■ **TEXT BLOCK**:
==========
Capitalization Rate (Cap Rate)

Real Estate Investing
Updated Apr 2026 Has calculator

The ratio of a property's net operating income to its market value, expressing the expected return on an all-cash real estate investment.

What is Cap Rate?

The capitalization rate (cap rate) is the most widely used metric for evaluating and comparing income-producing properties. It equals net operating income divided by the current market value and represents the unleveraged yield — the return an investor would receive if the property were purchased entirely with cash. Cap rates are market-specific: gateway cities like New York and San Francisco typically see cap rates of 3–5%, while secondary markets may offer 6–10%. A rising cap rate signals either higher income or falling prices (or both), and vice versa. Lenders and appraisers use cap rates to determine property values by dividing NOI by the prevailing cap rate.
==========
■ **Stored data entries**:

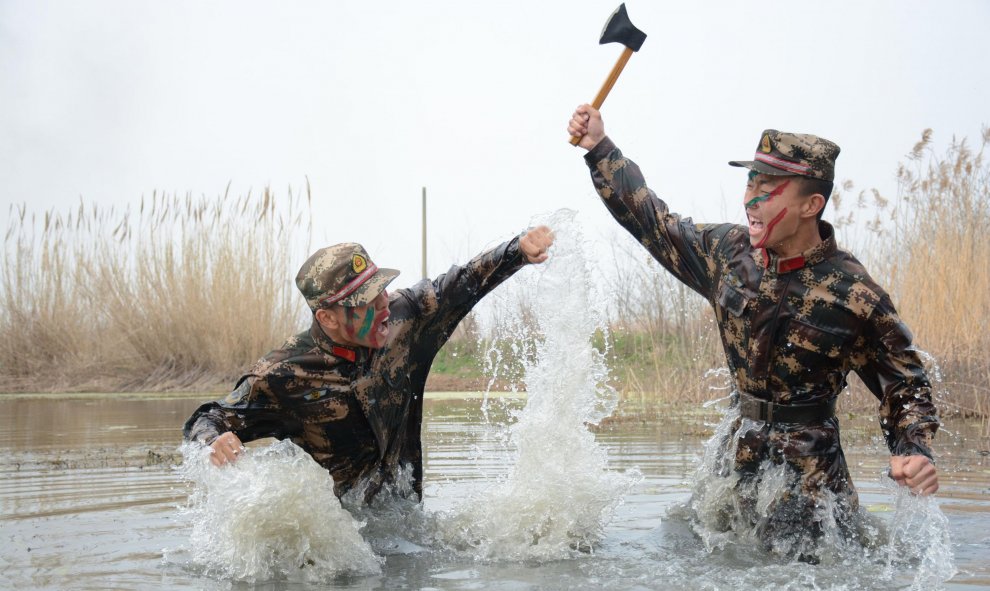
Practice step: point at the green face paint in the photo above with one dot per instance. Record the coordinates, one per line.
(369, 318)
(767, 196)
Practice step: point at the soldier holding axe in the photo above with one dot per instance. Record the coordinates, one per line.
(796, 314)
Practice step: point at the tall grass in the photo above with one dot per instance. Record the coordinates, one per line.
(184, 292)
(177, 294)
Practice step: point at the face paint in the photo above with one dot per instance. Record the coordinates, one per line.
(349, 318)
(768, 196)
(369, 319)
(769, 228)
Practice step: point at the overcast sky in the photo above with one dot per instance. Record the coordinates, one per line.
(371, 101)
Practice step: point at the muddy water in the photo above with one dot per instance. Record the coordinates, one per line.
(90, 499)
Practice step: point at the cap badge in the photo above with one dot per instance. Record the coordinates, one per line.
(358, 263)
(765, 144)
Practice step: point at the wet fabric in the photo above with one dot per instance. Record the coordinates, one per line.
(791, 329)
(358, 412)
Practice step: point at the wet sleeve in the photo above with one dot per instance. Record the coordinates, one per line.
(894, 373)
(444, 301)
(682, 247)
(251, 411)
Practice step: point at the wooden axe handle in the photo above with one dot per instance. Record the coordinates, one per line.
(609, 83)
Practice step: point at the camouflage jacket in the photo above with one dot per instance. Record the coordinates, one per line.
(358, 412)
(791, 329)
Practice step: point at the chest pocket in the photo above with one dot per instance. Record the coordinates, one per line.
(733, 301)
(830, 342)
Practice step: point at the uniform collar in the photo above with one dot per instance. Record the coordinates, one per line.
(352, 354)
(809, 258)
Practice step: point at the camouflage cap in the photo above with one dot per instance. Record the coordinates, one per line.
(342, 274)
(782, 153)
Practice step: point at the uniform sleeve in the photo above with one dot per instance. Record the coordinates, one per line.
(894, 373)
(683, 248)
(251, 411)
(444, 301)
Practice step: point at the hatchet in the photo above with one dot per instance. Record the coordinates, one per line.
(620, 29)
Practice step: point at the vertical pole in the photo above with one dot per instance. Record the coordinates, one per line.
(424, 234)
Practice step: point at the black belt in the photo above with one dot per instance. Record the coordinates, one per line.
(752, 407)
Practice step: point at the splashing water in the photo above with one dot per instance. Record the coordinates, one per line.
(254, 520)
(915, 542)
(919, 531)
(558, 495)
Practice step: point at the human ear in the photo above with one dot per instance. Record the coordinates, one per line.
(327, 319)
(812, 205)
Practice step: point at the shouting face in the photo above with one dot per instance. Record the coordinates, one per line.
(774, 212)
(358, 326)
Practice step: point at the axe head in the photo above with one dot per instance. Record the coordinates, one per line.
(620, 29)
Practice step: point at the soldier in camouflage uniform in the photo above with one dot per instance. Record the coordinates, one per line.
(795, 315)
(349, 390)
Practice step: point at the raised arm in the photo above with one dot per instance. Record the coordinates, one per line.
(686, 249)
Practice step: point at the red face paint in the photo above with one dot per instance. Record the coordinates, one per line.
(767, 197)
(349, 318)
(769, 228)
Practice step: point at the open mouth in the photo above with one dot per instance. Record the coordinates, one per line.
(382, 330)
(755, 226)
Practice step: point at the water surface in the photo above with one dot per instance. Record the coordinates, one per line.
(90, 500)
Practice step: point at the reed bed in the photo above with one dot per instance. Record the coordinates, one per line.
(178, 294)
(184, 292)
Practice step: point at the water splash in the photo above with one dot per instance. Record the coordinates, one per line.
(914, 542)
(254, 520)
(559, 494)
(919, 534)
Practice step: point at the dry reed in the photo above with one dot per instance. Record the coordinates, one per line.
(179, 294)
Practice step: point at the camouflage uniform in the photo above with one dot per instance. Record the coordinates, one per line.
(358, 412)
(791, 329)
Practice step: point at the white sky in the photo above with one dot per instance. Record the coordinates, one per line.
(111, 100)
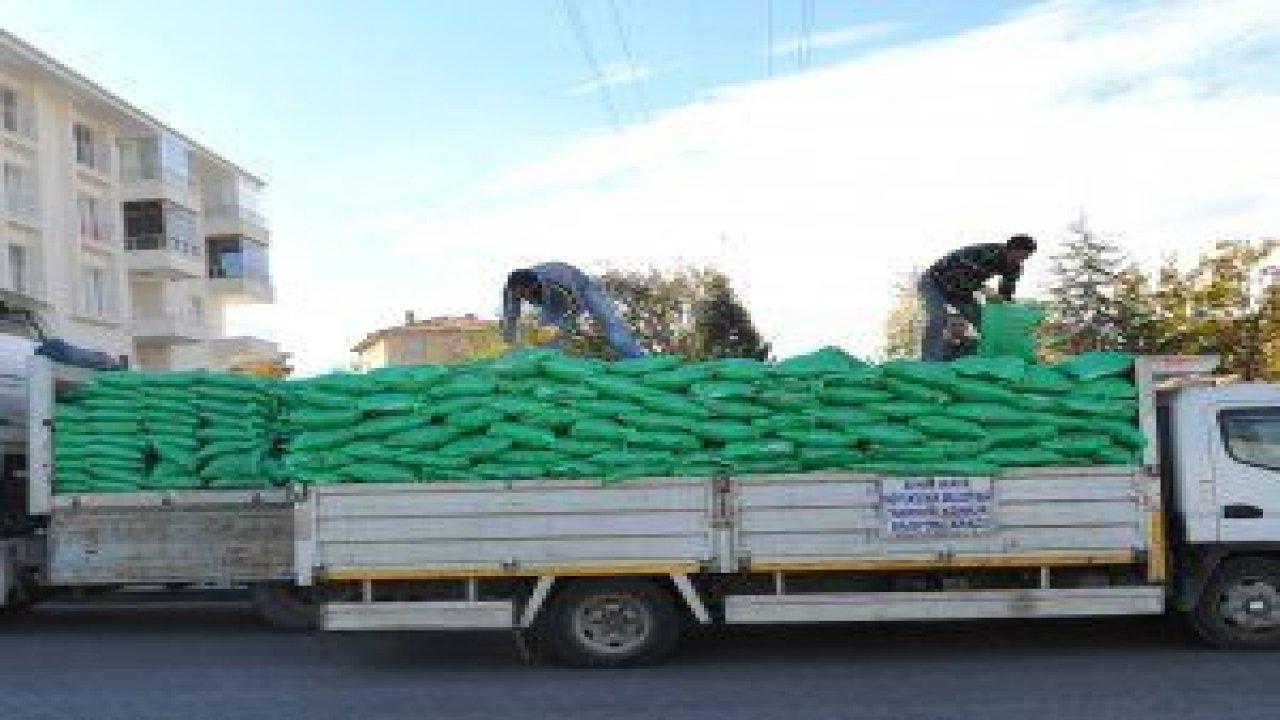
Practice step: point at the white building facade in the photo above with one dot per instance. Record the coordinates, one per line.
(117, 232)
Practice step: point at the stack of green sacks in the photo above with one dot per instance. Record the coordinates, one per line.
(168, 431)
(539, 414)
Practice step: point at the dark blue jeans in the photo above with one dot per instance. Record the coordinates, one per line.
(933, 345)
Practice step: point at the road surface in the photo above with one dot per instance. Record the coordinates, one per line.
(216, 662)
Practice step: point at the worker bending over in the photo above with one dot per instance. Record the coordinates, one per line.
(955, 281)
(561, 292)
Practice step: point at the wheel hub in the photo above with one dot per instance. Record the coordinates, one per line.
(612, 624)
(1252, 605)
==========
■ **WHAT YOU WILL DO**:
A: According to the cap rate text, why is the cap rate described as an unleveraged yield?
B: In the listing, switch "wheel hub" to "tire rim" in the lines starting at the one containing "Practice step: point at the camouflage uniform" and ending at the end of the listing, and give back only those lines with the pictures left out.

■ **SOLUTIONS FOR EACH TASK**:
A: The cap rate is called an unleveraged yield because it represents the return an investor would receive if the property were bought entirely with cash, with no borrowing involved.

B:
Practice step: point at the camouflage uniform in the photo above with one dot per instance. Record the coordinates, one per line.
(358, 412)
(791, 329)
Practice step: point at the white sky in the photo above with one dot per instance. Record the coordinates, one per line.
(111, 100)
Practice step: point at the white building facade in the photo above with one dot per instance. Record the coordinates, one per line.
(117, 232)
Practice step: point at the stack of green sacks in the photo above with one dot per instance. Record the coordinates, one per line.
(168, 431)
(539, 414)
Practice step: point at the dark blue jeans in the photo above with one dot per instance. Record the coordinates, one per line.
(933, 345)
Practice step: point at the road surface in the photo above with one dot per instance. Record the coordinates, one per line.
(216, 662)
Practice step: point at the worker bending over in the photo above with one dot per instance. Record the coordinates, one per line.
(955, 281)
(561, 292)
Practice step: point at the tire rim in the photo above with one dot per instance. Record the coordinates, one per line.
(612, 624)
(1252, 605)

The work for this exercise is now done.